• TASK OBJECTIVE
Leaving the pictures aside, transcribe the data below exactly.

• DATA EXTRACTS
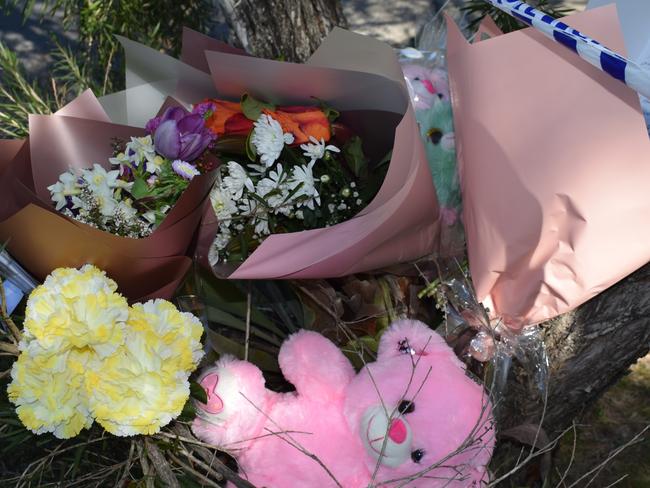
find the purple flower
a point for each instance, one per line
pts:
(204, 108)
(179, 135)
(185, 170)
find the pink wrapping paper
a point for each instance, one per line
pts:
(42, 239)
(351, 73)
(554, 161)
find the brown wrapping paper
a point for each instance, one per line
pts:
(41, 239)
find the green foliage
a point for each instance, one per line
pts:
(96, 60)
(476, 10)
(19, 97)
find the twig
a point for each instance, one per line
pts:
(573, 453)
(160, 464)
(194, 472)
(292, 442)
(146, 469)
(596, 470)
(5, 316)
(122, 479)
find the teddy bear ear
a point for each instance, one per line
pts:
(409, 337)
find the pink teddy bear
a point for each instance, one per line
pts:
(426, 85)
(412, 418)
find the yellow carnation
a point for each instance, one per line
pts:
(77, 308)
(48, 390)
(85, 354)
(144, 385)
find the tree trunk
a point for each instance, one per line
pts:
(589, 349)
(286, 29)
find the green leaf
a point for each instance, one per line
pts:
(252, 108)
(140, 189)
(198, 392)
(357, 161)
(251, 153)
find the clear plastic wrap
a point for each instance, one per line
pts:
(425, 73)
(492, 342)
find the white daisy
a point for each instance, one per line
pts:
(154, 166)
(66, 186)
(120, 160)
(237, 180)
(259, 215)
(274, 190)
(303, 176)
(316, 149)
(99, 180)
(222, 202)
(269, 139)
(222, 238)
(140, 149)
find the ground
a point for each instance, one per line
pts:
(614, 420)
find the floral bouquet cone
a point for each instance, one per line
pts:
(554, 162)
(362, 79)
(42, 239)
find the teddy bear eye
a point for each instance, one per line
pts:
(406, 406)
(417, 455)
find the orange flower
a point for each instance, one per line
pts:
(228, 119)
(303, 122)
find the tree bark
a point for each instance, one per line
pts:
(282, 29)
(589, 350)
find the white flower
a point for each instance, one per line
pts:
(259, 215)
(140, 149)
(222, 202)
(120, 160)
(269, 139)
(220, 242)
(99, 180)
(237, 180)
(66, 186)
(107, 204)
(316, 149)
(302, 176)
(257, 169)
(185, 170)
(154, 166)
(127, 210)
(222, 238)
(274, 190)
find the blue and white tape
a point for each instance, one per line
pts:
(629, 72)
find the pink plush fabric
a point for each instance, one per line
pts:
(425, 85)
(352, 423)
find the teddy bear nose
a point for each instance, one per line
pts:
(397, 431)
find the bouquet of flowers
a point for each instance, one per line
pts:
(297, 169)
(82, 189)
(302, 191)
(151, 173)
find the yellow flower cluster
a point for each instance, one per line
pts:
(87, 355)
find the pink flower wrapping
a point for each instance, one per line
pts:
(554, 161)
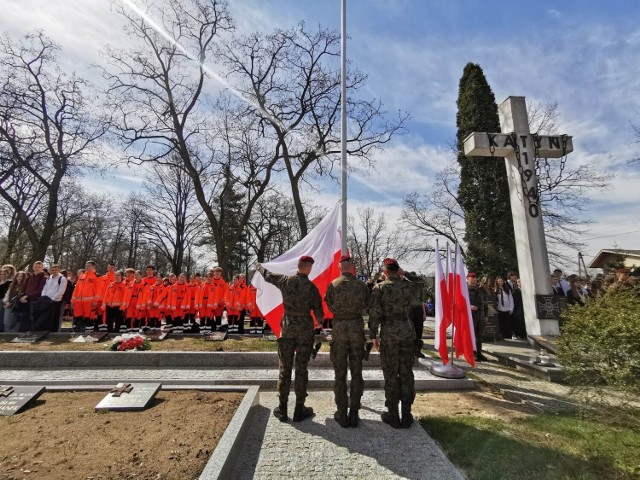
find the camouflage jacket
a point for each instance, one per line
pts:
(416, 284)
(299, 294)
(347, 296)
(390, 300)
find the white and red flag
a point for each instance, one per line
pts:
(442, 307)
(464, 339)
(323, 244)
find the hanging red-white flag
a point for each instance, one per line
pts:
(443, 308)
(323, 244)
(464, 339)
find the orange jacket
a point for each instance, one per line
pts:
(189, 301)
(241, 299)
(176, 295)
(88, 289)
(132, 296)
(220, 288)
(114, 295)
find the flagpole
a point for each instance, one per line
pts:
(343, 122)
(453, 304)
(449, 370)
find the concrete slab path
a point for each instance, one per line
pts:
(319, 448)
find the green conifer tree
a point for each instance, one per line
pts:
(483, 192)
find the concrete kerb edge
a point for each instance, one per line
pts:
(222, 461)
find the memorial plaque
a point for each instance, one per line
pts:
(157, 336)
(215, 336)
(30, 337)
(129, 396)
(14, 399)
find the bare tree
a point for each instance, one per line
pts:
(158, 89)
(292, 78)
(47, 131)
(371, 240)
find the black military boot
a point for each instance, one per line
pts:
(407, 418)
(280, 412)
(391, 417)
(341, 417)
(353, 418)
(301, 412)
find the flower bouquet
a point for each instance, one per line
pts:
(129, 342)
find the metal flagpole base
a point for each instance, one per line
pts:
(447, 371)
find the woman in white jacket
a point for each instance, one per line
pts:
(504, 305)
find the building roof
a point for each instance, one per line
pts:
(598, 260)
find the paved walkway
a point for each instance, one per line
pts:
(319, 448)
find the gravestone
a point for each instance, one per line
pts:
(158, 336)
(93, 337)
(30, 337)
(521, 149)
(216, 336)
(14, 399)
(129, 396)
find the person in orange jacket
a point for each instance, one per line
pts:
(105, 281)
(133, 306)
(86, 299)
(177, 293)
(150, 279)
(112, 301)
(189, 301)
(204, 304)
(255, 315)
(153, 297)
(220, 288)
(240, 300)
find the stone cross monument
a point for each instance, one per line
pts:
(521, 150)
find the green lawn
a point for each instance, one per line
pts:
(544, 446)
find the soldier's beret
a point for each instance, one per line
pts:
(390, 262)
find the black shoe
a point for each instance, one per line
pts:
(392, 419)
(353, 418)
(281, 413)
(341, 418)
(301, 412)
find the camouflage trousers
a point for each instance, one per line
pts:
(347, 350)
(397, 346)
(295, 343)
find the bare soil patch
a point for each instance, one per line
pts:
(477, 403)
(62, 437)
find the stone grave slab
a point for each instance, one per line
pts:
(91, 338)
(30, 337)
(157, 336)
(215, 336)
(129, 396)
(14, 399)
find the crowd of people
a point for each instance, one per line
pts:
(126, 301)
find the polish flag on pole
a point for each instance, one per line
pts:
(464, 339)
(323, 244)
(443, 308)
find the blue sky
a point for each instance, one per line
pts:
(581, 54)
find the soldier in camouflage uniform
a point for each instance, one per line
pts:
(346, 298)
(299, 297)
(389, 313)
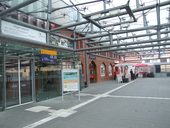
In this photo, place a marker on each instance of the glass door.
(18, 82)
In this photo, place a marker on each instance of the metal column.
(86, 57)
(158, 25)
(48, 24)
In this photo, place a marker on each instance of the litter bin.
(82, 82)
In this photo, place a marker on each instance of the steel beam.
(12, 38)
(105, 57)
(123, 31)
(105, 17)
(75, 5)
(106, 10)
(136, 47)
(124, 44)
(66, 37)
(24, 24)
(129, 37)
(17, 7)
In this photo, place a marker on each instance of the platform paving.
(142, 103)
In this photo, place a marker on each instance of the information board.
(70, 81)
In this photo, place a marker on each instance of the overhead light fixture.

• RESULT FOR THIS TASK
find the purple flower
a point for each instance, one per line
pts:
(204, 108)
(179, 135)
(185, 170)
find the pink wrapping paper
a point for each instance, one per line
pts:
(42, 239)
(351, 73)
(554, 161)
find the brown wrapping paper
a point for each instance, one per line
pts:
(41, 239)
find the green foliage
a point for each instance, one per line
pts:
(96, 60)
(476, 10)
(19, 97)
find the twig
a point for each instance, one per line
pts:
(573, 453)
(160, 464)
(194, 472)
(292, 442)
(146, 469)
(596, 470)
(5, 316)
(122, 479)
find the teddy bear ear
a point for each instance, one per line
pts:
(409, 337)
find the pink teddy bear
a point for each instance, one per line
pts:
(426, 85)
(412, 418)
find the yellow carnation
a point for each instance, one per line
pts:
(77, 308)
(48, 390)
(85, 354)
(144, 385)
find the tree trunk
a point for each instance, one per line
pts:
(589, 349)
(286, 29)
find the green leaf
a point for each instance, one per line
pts:
(252, 108)
(140, 189)
(198, 392)
(357, 161)
(251, 153)
find the clear plastic wrap
a point for each instance, one per line
pts:
(425, 73)
(492, 342)
find the white daisy
a point for each instance, one per line
pts:
(154, 166)
(66, 186)
(120, 160)
(237, 180)
(259, 215)
(274, 190)
(303, 176)
(316, 149)
(99, 180)
(222, 202)
(269, 139)
(222, 238)
(140, 149)
find the ground
a point for each instance, one per line
pts:
(614, 420)
find the floral bouquet cone
a point for each instance, one per line
pts:
(554, 162)
(362, 79)
(42, 239)
find the teddy bear eye
a point for each instance, one per line
pts:
(406, 406)
(417, 455)
find the orange flower
a point for each instance, one per line
pts:
(228, 119)
(303, 122)
find the tree bark
a point for each instance, one per line
pts:
(282, 29)
(589, 350)
find the white flower
a point for each instance, one per line
pts:
(259, 215)
(140, 149)
(222, 202)
(120, 160)
(269, 139)
(220, 242)
(99, 180)
(237, 180)
(66, 186)
(107, 204)
(316, 149)
(302, 176)
(257, 169)
(185, 170)
(154, 166)
(127, 210)
(222, 238)
(274, 190)
find the blue and white tape
a point for each instance, one per line
pts:
(629, 72)
find the pink plush fabric
a point for each instance, one per line
pts:
(425, 85)
(352, 423)
find the teddy bear nose
a point for each instance, one per line
pts:
(397, 431)
find the bouquet of flowers
a point for each instance, one per line
pts:
(297, 169)
(82, 189)
(302, 191)
(151, 173)
find the yellow flower cluster
a point for each instance, one per line
pts:
(87, 355)
find the pink flower wrapping
a point for each instance, one per line
pts:
(554, 161)
find the camouflage jacket
a point for each instance, one per line
pts:
(416, 284)
(299, 294)
(347, 296)
(390, 300)
find the white and red flag
a point for each instance, one per line
pts:
(442, 307)
(464, 339)
(323, 244)
find the hanging red-white flag
a point for each instance, one per line
pts:
(443, 308)
(323, 244)
(464, 339)
find the orange jacket
a point for each instance, one per line
pts:
(189, 301)
(241, 299)
(176, 295)
(88, 289)
(132, 296)
(220, 288)
(114, 295)
find the flagpole
a point for each instance, one per line
pts:
(343, 122)
(453, 304)
(449, 370)
find the concrete slab path
a point for each instance, one per line
pts:
(319, 448)
find the green conifer tree
a point for each instance, one per line
pts:
(483, 192)
find the concrete kerb edge
a point for each instance, one per line
pts:
(222, 461)
find the memorial plaque
a point for each instance, one per line
pts:
(157, 336)
(215, 336)
(30, 337)
(129, 396)
(14, 399)
find the bare tree
a point for each instance, one per line
pts:
(158, 89)
(292, 78)
(47, 131)
(371, 240)
find the black military boot
a point for each instance, one per line
pts:
(407, 418)
(280, 412)
(391, 417)
(341, 417)
(353, 418)
(301, 412)
find the flower bouquet
a point for each instance, one per line
pts:
(129, 342)
find the metal flagpole base
a point for each instance, one per line
pts:
(447, 371)
find the woman in white jacket
a point for each instance, one per line
pts:
(504, 305)
find the building roof
a point for each instance, one per line
pts:
(598, 260)
find the paved walkway
a point for each instance, one per line
pts:
(319, 448)
find the gravestone
a point for each instance, one per line
pts:
(158, 336)
(93, 337)
(30, 337)
(521, 149)
(216, 336)
(14, 399)
(129, 396)
find the person in orange jacket
a point for each instance, one per line
pts:
(105, 281)
(133, 306)
(86, 299)
(177, 293)
(150, 279)
(112, 301)
(189, 301)
(204, 304)
(255, 315)
(153, 297)
(220, 288)
(240, 300)
find the stone cross monument
a point for each instance, one per line
pts:
(521, 150)
find the green lawn
a point for each instance, one per line
pts:
(544, 446)
find the soldier's beret
a point for each instance, one per line
pts:
(390, 262)
find the black shoe
a point for each instance, one per line
pts:
(392, 419)
(353, 418)
(281, 413)
(341, 418)
(301, 412)
find the camouflage trousers
a point for each instance, one per line
pts:
(347, 350)
(397, 346)
(295, 343)
find the bare soil patch
a point for each instance, one per line
pts:
(477, 403)
(62, 437)
find the stone grave slab
a point for each instance, one per line
pts:
(91, 338)
(30, 337)
(157, 336)
(215, 336)
(129, 396)
(14, 399)
find the crowd of people
a point for each instance, one per line
pts:
(126, 301)
find the polish flag on pole
a point for each instance, one per line
pts:
(464, 339)
(323, 244)
(443, 308)
find the blue sky
a point for each instance, one per line
pts:
(581, 54)
find the soldier in camouflage uniform
a point for each instance, one per line
pts:
(346, 298)
(299, 297)
(389, 313)
In this photo, place a marker on each instance of the glass door.
(18, 82)
In this photo, place a marker on each instance of the metal column.
(86, 57)
(158, 25)
(48, 24)
In this photo, place a marker on each instance of the litter bin.
(82, 82)
In this photo, place a marker on each instance of the steel beam.
(12, 38)
(105, 57)
(123, 31)
(105, 17)
(75, 5)
(106, 10)
(136, 47)
(124, 44)
(66, 37)
(24, 24)
(129, 37)
(17, 7)
In this photo, place a marker on each instance of the platform paving.
(142, 103)
In this photo, place a marker on each instance of the information board.
(70, 81)
In this photo, place a marker on each instance of the overhead light fixture.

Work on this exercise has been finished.